◆ TASK GOAL: Every line of the records below should be restated exactly.

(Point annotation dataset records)
§ §
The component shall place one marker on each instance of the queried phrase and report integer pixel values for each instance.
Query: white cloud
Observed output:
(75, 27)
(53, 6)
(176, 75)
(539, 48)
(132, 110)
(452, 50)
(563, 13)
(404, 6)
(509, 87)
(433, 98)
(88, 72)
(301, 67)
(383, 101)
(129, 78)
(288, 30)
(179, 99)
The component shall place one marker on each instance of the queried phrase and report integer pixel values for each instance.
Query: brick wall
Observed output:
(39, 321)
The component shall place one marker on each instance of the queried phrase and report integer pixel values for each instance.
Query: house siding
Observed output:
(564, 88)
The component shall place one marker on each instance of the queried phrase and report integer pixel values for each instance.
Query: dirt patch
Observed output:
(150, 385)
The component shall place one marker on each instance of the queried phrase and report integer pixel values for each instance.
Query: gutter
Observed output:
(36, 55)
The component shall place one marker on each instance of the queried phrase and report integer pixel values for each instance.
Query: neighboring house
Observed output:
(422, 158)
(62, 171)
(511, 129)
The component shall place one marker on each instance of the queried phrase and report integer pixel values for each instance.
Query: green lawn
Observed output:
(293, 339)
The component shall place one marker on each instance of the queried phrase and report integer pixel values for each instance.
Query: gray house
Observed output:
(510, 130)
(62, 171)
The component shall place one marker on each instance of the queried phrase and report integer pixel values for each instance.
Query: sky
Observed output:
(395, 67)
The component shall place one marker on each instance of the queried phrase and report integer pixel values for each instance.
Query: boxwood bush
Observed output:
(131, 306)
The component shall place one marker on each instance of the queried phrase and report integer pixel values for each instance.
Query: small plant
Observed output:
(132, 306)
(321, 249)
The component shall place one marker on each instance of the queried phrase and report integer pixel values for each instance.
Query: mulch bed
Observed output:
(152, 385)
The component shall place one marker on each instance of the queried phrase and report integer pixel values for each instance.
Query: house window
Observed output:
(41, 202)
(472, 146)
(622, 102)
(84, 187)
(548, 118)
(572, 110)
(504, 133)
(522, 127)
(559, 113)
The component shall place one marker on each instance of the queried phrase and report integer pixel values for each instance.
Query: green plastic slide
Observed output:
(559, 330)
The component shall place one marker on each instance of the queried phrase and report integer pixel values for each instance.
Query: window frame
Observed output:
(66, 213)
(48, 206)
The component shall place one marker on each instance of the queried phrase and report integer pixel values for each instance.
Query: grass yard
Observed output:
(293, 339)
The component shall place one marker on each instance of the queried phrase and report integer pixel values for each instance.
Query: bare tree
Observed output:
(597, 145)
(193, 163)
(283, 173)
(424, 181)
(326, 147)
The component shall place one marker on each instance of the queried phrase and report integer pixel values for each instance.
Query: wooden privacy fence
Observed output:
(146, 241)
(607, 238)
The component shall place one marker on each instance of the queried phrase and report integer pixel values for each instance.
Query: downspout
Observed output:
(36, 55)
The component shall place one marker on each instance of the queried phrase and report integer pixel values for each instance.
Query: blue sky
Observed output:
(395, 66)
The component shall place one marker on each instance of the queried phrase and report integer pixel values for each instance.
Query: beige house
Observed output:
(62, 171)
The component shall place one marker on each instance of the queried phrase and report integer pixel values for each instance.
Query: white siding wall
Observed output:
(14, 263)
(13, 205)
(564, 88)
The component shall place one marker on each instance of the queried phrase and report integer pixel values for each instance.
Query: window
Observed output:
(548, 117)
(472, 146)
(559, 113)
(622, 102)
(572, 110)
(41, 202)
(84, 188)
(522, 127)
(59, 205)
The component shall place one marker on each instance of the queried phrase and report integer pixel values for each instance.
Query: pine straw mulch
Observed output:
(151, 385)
§ §
◆ TASK RESULT:
The component shall place one marker on each instance of the queried phrase and report integer pixel values for each instance.
Query: white cloud
Observed output:
(75, 27)
(53, 6)
(176, 75)
(539, 48)
(132, 110)
(452, 50)
(563, 13)
(404, 6)
(509, 87)
(433, 98)
(88, 72)
(301, 67)
(383, 101)
(129, 78)
(288, 30)
(179, 99)
The component shall place one marker on each instance of the queried phrase and report integer pixel values for each instance.
Query: brick wall
Observed output:
(39, 321)
The component shall place one marker on each instance of the queried phrase and report integer pixel values for each instance.
Query: house siding
Observed output:
(564, 88)
The component shall place one marker on each instance of the queried phrase and report integer pixel values for each instance.
Query: dirt patch
Observed output:
(150, 385)
The component shall place one marker on each instance of the queried phrase and report integer pixel values for each instance.
Query: gutter
Observed output:
(36, 55)
The component shall place one marker on each instance of the queried phrase and report integer pixel values for each instance.
Query: neighboring house
Observed output:
(422, 158)
(62, 171)
(511, 129)
The component shall place one marker on each instance of the queried phrase and report integer pixel values for each instance.
Query: green lawn
Observed output:
(293, 339)
The component shall place one marker on each instance of the queried phrase and report integer pixel values for each instance.
Query: gray house
Observed output:
(510, 130)
(62, 171)
The component shall place one marker on each instance of the queried phrase and report integer pixel values for each instance.
Query: sky
Observed output:
(395, 67)
The component shall place one marker on each instance of the queried phrase and report integer pixel values for each instance.
Query: boxwood bush
Observed output:
(131, 306)
The component shall place one marker on each instance of the queried phrase and report integer pixel values for each instance.
Query: small plant
Observed output:
(132, 306)
(321, 249)
The component shall place one marker on each instance of the queried phrase and report integer pixel values for each instance.
Query: mulch bed
Observed output:
(152, 385)
The component shall place one marker on each instance of the queried phrase and report integer pixel values for each instance.
Query: house window
Observed output:
(41, 202)
(472, 146)
(622, 102)
(84, 187)
(548, 118)
(572, 110)
(504, 133)
(522, 127)
(559, 113)
The component shall place one marker on each instance of the queried phrase and report integer pixel values for each instance.
Query: green plastic slide
Observed output:
(559, 330)
The component shall place one marker on each instance of the queried phrase and report integer pixel values for each instance.
Query: window frame
Observed output:
(66, 213)
(48, 206)
The component shall place one marker on each instance of the queried phrase and report integer pixel values for each instance.
Query: grass yard
Observed output:
(293, 339)
The component shall place one marker on each instance of the queried phrase and report integer pixel values for each instance.
Query: bare tree
Observed output:
(597, 145)
(193, 163)
(283, 173)
(424, 181)
(326, 147)
The component shall place one marker on each instance of the queried phrase and report integer pixel values for each instance.
Query: wooden privacy fence
Observed output:
(146, 241)
(607, 238)
The component shall place one marker on each instance of the queried phrase and report integer pixel values for each instance.
Query: downspout
Observed output:
(36, 55)
The component shall place one marker on each instance of the queried phrase and report integer pixel values for each instance.
Query: blue sky
Observed output:
(395, 66)
The component shall place one marker on each instance of the queried phrase and report integer pixel values for each instance.
Query: beige house
Observed output:
(62, 171)
The component shall place one marker on each instance of the queried phrase and report integer pixel values for each instance.
Query: white siding wall
Observed output:
(14, 263)
(13, 205)
(564, 88)
The component shall place one marker on each instance of the queried phrase and report integer pixel values for each instance.
Query: window
Observed output:
(548, 117)
(472, 146)
(559, 113)
(622, 102)
(572, 110)
(41, 202)
(84, 188)
(522, 127)
(59, 205)
The component shall place one marker on each instance of the queried phrase and report integer pixel values for each instance.
Query: pine straw mulch
Observed output:
(151, 385)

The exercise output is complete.